Con il quarto motivo si rileva nullità della sentenza, ex art .360, primo comma, n. 4 c.p.c. per omessa pronuncia sulle ulteriori riprese doganali poste a fondamento degli avvisi impugnati, quali i costi a titolo di commissioni d’acquisto, i noli, i costi di assicurazione e le cc.dd. TAC.
Con il quinto motivo si lamenta, ex art. 360, primo comma, n. 3 c.p.c. la violazione e falsa applicazione degli artt. 201, 220 del Reg. Cee n. 2013 del 1992 e dell’art. 2698 c.c., per non avere la CTR rilevato che il rappresentante indiretto dell’importatore è coobbligato con esso.
Con il sesto motivo si deduce, ex art. 360, primo comma, n. 3 c.p.c. la violazione e falsa applicazione degli artt. 157, 159, 160 e 143 DAC in quanto il licenziante e il licenziatario appartengono al medesimo gruppo.
3. Il primo motivo è inammissibile. La ricorrente deduce che l’obbligazione doganale dell’avviso di rettifica 5060/RU era stata totalmente estinta dal rappresentante indiretto Federal Express RAGIONE_SOCIALE e conseguentemente il ricorso era improcedibile; la questione, respinta dalla sentenza n. 277/2019 della CTP, era stata riproposta con appello incidentale da parte dell’Agenzia e la CTR non aveva provveduto. Il motivo difetta di autosufficienza in violazione dell’art. 366, primo comma, n. 6, c.p.c., essendo principio costantemente affermato da questa Corte (cfr. Cass. n. 14784 del 2015, n. 26489, n. 19306 e n. 14541 del 2014) che in base alla citata disposizione processuale « il ricorso deve contenere a pena di inammissibilità la specifica indicazione degli atti processuali, dei documenti e dei contratti o accordi collettivi sui quali il ricorso si fonda », cosicché nel ricorso devono essere presenti tutti gli elementi necessari a costituire le ragioni per cui si
chiede la cassazione della sentenza di merito e, altresì, a permettere la valutazione della fondatezza di tali ragioni, senza la necessità di far rinvio ed accedere a fonti esterne allo stesso ricorso e, quindi, ad elementi o atti attinenti al pregresso giudizio di merito (cfr. Cass. n. 15952 del 2007); deve altresì essere compresa la specificazione della sede processuale in cui il documento risulta prodotto, « poiché indicare un documento significa necessariamente, oltre che specificare gli elementi che valgono ad individuarlo, riportandone il contenuto, dire dove nel processo esso è rintracciabile» (Cass. n. 28184 del 2020). In questo caso è generica la deduzione del presupposto di fatto, cioè del pagamento effettuato da parte del coobbligato solidale che risulterebbe «’ per tabulas ‘ dagli atti allegati in corso di causa », senza puntuali indicazioni sul contenuto di questi atti, che non vengono neppure ‘localizzati’ tra le carte del processo.

# Consegna
Ricopia dal testo fornito il tratto che si apre con le parole contenenti "Con il quinto" e termina con "coobbligato con esso.".

# Raccolta di record

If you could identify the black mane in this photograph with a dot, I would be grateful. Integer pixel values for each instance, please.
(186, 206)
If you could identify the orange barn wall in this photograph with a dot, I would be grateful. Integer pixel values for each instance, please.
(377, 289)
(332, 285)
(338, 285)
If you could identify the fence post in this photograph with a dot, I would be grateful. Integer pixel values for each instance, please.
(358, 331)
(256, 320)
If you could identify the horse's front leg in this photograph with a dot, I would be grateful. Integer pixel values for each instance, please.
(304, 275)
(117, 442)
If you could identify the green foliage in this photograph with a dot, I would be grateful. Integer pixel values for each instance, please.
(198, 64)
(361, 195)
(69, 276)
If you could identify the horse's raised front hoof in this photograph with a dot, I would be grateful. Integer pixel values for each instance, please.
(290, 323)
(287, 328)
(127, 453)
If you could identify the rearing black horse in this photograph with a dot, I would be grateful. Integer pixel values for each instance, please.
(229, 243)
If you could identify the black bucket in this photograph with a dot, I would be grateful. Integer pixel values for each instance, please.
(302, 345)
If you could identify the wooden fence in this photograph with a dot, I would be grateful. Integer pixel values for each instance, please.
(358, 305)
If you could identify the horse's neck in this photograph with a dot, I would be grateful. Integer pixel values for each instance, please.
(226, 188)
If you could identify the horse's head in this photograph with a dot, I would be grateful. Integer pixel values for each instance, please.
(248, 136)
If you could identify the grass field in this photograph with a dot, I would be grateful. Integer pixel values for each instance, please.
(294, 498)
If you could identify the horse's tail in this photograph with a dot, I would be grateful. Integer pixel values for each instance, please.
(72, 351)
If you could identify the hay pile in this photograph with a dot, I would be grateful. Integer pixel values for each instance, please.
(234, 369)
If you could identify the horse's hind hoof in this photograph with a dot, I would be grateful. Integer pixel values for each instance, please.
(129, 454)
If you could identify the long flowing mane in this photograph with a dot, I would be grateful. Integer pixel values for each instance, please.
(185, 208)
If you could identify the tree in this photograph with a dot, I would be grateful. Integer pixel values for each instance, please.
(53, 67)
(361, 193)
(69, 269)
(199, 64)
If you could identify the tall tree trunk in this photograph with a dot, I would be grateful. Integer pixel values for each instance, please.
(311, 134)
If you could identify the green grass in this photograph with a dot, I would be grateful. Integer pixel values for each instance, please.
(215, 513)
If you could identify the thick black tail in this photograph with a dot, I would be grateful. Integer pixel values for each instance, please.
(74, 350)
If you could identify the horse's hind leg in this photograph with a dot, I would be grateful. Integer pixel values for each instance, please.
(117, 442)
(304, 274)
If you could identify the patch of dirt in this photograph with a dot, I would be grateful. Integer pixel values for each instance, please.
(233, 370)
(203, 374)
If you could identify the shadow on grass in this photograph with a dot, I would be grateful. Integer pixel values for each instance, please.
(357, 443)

# Risposta scritta
Con il quinto motivo si lamenta, ex art. 360, primo comma, n. 3 c.p.c. la violazione e falsa applicazione degli artt. 201, 220 del Reg. Cee n. 2013 del 1992 e dell’art. 2698 c.c., per non avere la CTR rilevato che il rappresentante indiretto dell’importatore è coobbligato con esso.